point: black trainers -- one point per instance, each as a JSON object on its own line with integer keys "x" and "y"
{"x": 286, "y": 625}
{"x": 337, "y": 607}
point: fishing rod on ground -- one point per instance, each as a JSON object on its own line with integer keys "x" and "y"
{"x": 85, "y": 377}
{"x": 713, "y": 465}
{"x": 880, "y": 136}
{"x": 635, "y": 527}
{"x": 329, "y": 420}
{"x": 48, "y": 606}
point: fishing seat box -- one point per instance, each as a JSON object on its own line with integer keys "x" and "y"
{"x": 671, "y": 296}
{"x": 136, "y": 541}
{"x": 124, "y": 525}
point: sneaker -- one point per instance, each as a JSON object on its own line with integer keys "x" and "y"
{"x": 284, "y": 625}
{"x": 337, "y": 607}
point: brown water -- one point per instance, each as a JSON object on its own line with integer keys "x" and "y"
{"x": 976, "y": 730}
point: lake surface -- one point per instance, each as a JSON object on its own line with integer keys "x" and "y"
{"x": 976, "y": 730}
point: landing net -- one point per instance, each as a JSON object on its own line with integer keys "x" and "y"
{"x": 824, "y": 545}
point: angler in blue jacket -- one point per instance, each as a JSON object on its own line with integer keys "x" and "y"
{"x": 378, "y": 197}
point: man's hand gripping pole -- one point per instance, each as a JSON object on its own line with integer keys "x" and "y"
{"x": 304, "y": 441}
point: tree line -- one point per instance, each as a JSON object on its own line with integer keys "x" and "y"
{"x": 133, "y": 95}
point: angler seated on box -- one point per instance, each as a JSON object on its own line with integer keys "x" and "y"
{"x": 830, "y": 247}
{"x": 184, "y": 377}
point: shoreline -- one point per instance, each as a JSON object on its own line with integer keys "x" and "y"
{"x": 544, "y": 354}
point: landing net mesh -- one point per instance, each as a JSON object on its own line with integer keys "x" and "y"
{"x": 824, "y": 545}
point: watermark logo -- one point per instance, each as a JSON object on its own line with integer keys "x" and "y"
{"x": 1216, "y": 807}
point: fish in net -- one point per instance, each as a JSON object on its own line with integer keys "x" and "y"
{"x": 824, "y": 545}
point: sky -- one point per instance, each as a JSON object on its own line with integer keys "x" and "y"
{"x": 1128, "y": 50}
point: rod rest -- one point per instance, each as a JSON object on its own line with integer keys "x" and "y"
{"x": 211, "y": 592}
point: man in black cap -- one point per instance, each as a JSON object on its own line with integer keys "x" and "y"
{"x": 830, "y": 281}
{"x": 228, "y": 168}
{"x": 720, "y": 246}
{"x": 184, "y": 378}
--------------------
- Task prompt:
Render the entries as a Markdown table with the columns Row and Line, starting at the line that contains "point: rod rest" and ending at the last line of the entries. Number each row and leave out blank lines.

- Answer to this task:
| Row | Line |
|---|---|
| 1 | point: rod rest -- one point per instance, each as a JSON object on its own line with integer keys "x" and "y" |
| 2 | {"x": 211, "y": 592} |
| 3 | point: man in black cap -- one point per instance, each as a JSON object on its own line with integer keys "x" and "y" |
| 4 | {"x": 830, "y": 281} |
| 5 | {"x": 228, "y": 168} |
| 6 | {"x": 720, "y": 246} |
| 7 | {"x": 184, "y": 378} |